Direction >>
Copy out, character for character, the lines from the one holding "like [450, 350]." through the one holding "Phrase: door knob", including both.

The records >>
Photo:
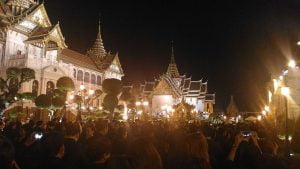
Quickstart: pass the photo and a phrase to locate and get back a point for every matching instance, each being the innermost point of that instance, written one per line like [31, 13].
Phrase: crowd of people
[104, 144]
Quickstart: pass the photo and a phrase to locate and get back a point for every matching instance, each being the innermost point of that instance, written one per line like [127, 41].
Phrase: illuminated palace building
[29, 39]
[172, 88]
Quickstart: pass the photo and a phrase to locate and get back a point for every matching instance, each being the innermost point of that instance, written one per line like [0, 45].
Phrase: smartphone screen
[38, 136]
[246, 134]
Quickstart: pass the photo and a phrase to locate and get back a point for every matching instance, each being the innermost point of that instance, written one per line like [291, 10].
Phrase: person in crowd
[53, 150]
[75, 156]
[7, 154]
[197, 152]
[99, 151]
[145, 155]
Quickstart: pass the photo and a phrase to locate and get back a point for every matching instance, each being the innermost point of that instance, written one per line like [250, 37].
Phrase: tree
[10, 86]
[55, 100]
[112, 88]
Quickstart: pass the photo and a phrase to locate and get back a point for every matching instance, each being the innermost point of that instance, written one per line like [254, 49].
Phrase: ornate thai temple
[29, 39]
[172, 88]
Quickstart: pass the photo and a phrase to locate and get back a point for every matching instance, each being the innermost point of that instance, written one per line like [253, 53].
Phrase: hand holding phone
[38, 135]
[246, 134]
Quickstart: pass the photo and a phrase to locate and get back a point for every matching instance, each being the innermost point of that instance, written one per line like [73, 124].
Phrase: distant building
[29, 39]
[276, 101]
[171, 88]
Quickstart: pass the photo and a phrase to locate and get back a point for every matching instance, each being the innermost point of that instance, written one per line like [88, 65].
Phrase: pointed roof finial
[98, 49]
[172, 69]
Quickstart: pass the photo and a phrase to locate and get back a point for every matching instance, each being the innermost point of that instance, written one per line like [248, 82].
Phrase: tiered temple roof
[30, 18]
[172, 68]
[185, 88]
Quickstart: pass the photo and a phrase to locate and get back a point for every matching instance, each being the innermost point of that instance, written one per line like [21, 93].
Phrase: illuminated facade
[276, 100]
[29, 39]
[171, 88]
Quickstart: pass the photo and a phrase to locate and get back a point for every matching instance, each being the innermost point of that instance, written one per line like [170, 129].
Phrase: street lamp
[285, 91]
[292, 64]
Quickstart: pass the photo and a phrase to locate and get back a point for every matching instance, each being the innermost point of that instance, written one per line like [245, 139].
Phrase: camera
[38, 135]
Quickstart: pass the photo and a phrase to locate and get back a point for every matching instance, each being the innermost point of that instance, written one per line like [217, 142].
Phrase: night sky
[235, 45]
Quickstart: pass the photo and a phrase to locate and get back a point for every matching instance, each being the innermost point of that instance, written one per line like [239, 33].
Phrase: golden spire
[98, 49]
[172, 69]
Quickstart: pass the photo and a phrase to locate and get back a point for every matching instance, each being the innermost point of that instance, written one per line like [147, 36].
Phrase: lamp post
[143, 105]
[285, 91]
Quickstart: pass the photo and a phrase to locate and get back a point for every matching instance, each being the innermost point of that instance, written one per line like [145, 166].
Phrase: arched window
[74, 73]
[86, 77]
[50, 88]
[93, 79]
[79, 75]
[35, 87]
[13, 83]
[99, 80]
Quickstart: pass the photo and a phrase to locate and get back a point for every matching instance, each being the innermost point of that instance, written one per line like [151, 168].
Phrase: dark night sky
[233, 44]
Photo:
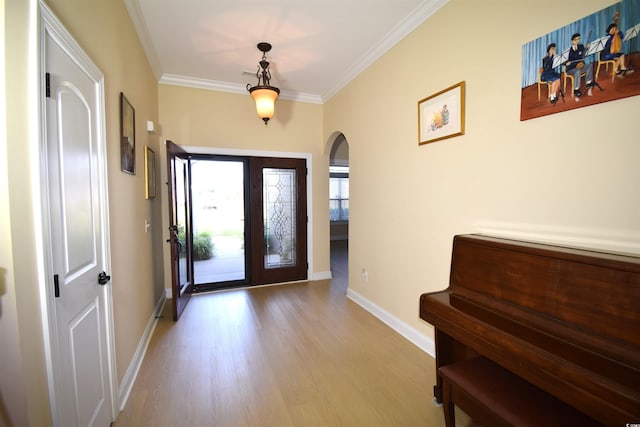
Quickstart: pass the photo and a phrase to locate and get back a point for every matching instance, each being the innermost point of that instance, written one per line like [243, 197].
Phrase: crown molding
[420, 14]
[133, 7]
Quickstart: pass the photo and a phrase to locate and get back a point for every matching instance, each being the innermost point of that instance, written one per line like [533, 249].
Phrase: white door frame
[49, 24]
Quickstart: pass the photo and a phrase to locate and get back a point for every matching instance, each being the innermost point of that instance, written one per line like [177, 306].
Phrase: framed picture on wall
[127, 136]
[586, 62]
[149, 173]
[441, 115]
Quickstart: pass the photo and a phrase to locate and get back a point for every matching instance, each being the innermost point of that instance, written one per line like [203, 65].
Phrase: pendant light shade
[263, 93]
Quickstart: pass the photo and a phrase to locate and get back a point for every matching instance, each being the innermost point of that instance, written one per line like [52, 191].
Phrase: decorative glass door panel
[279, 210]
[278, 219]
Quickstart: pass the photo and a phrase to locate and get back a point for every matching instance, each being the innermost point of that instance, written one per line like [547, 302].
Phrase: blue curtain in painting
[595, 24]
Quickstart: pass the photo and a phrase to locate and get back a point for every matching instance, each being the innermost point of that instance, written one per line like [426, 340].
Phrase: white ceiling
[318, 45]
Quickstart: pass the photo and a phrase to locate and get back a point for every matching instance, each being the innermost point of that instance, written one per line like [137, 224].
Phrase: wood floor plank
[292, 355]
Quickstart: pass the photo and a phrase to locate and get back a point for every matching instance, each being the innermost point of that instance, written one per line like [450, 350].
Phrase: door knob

==

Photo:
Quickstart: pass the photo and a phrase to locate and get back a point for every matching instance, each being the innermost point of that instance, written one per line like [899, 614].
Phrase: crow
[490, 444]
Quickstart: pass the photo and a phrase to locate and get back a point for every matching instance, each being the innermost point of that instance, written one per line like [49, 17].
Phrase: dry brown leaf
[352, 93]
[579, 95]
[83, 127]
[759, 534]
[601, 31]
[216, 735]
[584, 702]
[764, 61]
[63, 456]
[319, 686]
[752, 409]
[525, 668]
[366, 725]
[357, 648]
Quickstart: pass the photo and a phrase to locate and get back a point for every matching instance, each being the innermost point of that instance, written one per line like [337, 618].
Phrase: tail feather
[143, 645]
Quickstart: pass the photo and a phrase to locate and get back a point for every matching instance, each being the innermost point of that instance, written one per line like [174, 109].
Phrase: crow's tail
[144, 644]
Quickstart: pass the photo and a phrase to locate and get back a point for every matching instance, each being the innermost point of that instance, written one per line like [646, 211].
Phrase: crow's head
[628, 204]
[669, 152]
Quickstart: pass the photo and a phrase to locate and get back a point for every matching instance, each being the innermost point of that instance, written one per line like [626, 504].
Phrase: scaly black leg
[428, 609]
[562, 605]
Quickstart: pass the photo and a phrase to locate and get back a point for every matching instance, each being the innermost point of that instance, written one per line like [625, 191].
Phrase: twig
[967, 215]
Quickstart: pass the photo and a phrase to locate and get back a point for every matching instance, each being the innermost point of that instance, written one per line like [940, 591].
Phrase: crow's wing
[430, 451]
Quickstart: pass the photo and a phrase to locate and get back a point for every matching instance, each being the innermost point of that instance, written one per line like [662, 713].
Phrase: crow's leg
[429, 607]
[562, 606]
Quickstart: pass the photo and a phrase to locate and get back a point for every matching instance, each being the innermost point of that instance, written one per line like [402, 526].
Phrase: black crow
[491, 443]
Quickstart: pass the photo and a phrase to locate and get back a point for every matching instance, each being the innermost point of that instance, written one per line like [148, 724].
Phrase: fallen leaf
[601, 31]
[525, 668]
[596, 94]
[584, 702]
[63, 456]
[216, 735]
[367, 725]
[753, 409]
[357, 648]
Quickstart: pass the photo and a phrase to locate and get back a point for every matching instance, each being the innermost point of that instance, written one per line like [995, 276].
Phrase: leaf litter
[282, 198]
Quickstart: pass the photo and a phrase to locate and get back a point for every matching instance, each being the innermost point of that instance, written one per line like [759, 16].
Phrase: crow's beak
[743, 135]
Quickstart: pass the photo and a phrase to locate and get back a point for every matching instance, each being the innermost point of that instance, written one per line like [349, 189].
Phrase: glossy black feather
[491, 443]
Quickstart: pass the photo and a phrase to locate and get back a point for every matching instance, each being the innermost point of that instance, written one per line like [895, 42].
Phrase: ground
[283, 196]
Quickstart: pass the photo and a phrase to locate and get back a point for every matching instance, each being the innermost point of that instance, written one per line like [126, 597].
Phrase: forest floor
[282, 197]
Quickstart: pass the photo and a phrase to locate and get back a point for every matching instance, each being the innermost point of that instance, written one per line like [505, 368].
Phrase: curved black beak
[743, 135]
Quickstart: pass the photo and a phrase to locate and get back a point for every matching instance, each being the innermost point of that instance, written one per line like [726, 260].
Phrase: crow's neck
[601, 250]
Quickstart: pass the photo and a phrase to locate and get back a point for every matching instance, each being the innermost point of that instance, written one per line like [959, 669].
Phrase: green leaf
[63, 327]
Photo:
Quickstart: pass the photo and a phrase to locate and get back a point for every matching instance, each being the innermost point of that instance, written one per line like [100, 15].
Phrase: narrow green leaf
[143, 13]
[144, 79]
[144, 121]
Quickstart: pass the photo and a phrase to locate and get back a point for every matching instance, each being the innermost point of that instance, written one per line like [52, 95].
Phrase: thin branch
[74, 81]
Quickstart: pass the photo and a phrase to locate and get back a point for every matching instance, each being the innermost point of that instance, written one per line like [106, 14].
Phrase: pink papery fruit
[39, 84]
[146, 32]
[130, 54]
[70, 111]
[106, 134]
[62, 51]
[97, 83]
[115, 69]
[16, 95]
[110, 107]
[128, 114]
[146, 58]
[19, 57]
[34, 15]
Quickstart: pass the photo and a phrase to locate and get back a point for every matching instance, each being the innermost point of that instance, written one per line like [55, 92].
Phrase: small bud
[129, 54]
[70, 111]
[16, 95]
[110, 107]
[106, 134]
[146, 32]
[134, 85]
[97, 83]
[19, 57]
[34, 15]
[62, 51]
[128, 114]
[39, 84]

==

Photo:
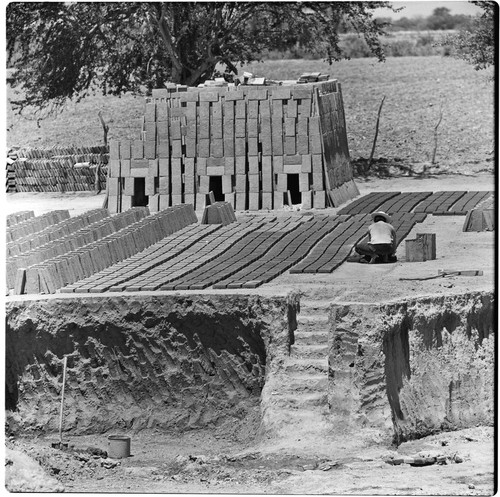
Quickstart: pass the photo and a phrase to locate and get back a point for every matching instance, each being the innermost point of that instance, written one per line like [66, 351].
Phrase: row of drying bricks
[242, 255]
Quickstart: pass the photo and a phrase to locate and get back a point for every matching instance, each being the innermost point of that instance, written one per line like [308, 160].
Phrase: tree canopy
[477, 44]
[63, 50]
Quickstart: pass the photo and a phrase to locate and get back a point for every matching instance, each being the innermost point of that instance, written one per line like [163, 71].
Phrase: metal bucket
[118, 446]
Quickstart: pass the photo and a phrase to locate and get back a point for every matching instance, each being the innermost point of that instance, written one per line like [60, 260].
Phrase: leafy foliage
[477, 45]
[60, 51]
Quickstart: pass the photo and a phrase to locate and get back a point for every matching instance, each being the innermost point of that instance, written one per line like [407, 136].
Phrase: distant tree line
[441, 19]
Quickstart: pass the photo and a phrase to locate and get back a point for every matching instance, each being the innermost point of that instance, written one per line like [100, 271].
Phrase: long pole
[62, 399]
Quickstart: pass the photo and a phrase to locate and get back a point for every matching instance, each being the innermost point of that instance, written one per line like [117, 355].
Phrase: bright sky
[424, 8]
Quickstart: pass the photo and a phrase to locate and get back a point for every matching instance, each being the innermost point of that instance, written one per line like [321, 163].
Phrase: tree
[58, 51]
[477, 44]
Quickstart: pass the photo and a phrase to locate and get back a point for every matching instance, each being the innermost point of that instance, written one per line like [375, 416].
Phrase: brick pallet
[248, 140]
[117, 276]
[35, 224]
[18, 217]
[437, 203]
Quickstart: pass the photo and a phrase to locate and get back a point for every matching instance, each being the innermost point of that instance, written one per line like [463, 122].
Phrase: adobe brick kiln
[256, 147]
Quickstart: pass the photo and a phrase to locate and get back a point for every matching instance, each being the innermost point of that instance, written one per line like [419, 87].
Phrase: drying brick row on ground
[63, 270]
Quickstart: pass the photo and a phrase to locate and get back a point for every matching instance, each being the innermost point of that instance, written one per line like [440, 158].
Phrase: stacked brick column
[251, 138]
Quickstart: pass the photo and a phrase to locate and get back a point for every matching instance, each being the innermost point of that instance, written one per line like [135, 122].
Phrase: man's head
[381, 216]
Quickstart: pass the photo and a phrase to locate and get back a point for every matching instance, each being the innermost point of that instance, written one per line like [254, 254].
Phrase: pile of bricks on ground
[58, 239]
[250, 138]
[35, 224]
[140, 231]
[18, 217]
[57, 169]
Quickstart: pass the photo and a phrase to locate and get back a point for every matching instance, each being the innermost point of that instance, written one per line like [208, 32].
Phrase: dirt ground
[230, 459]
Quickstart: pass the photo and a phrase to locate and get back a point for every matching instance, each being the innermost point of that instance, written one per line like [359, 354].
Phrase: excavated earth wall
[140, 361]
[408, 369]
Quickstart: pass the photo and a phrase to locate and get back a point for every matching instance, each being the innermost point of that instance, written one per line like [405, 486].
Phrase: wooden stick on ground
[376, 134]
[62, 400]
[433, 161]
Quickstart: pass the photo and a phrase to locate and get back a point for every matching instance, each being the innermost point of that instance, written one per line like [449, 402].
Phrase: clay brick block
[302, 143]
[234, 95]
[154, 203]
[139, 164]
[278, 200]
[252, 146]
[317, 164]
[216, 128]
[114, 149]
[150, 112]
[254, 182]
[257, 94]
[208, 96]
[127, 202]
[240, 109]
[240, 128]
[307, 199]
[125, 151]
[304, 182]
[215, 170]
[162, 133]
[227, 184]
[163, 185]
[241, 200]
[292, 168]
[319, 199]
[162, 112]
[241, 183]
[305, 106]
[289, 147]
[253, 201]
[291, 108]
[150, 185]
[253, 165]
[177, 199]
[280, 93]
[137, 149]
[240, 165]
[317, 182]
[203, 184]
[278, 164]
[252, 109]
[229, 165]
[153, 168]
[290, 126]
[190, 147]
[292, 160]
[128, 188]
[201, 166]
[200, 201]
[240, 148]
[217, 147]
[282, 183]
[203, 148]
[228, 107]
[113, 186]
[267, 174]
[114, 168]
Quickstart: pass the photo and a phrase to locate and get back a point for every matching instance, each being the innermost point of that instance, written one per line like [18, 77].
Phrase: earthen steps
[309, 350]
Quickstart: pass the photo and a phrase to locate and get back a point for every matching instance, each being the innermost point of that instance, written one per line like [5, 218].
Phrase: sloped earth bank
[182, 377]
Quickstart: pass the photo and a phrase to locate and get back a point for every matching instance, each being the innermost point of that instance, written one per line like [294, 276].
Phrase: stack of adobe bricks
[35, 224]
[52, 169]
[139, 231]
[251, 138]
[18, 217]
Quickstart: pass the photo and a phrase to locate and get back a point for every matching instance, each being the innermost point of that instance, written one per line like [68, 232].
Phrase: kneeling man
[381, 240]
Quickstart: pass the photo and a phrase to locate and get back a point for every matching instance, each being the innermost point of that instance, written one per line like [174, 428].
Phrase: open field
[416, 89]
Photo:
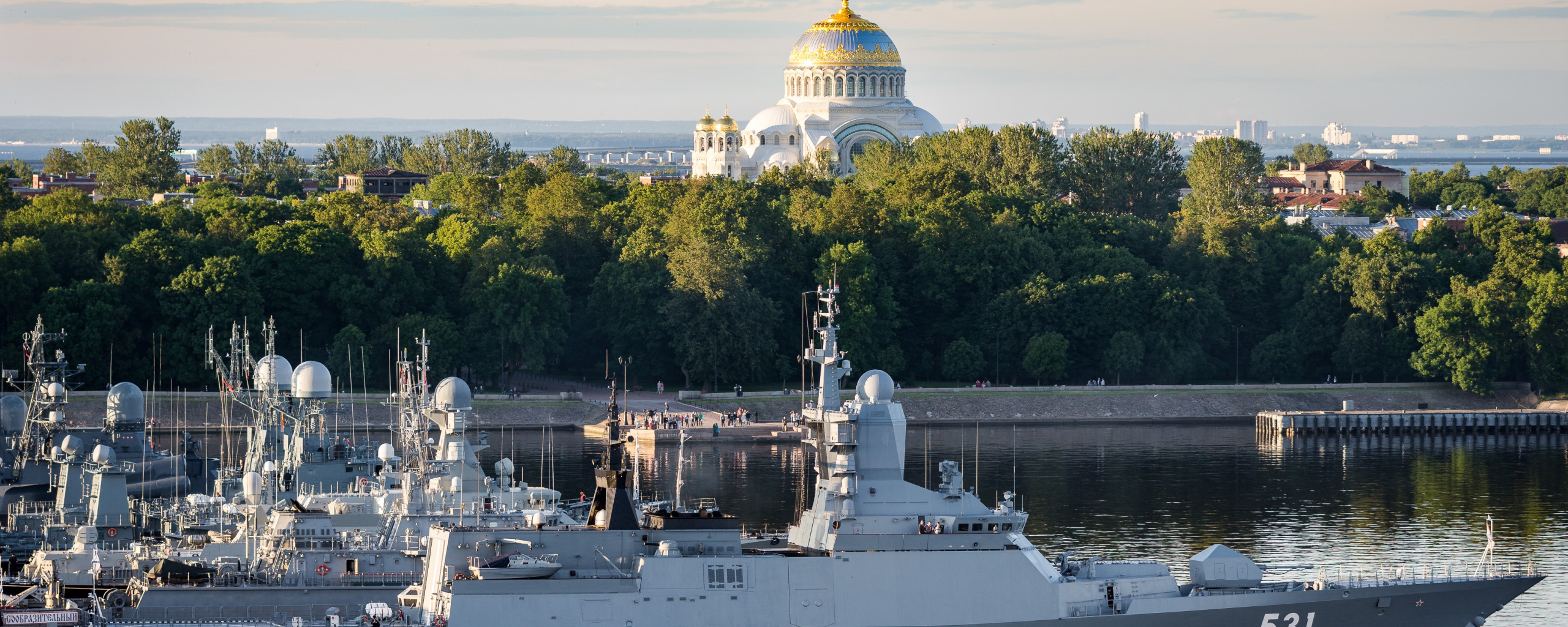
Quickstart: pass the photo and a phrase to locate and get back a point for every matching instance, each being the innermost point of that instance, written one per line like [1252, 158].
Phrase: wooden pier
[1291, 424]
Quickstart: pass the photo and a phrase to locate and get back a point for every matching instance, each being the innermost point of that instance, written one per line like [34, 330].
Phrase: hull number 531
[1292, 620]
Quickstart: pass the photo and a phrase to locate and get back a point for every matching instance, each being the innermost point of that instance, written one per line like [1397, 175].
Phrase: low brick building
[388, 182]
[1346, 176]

Result of this exercise >>
Quickstart: pass the photo and a phrase to locate and get back a point for every matching instance, each being the innermost point of that instance, written one per line like [450, 350].
Phrase: door knob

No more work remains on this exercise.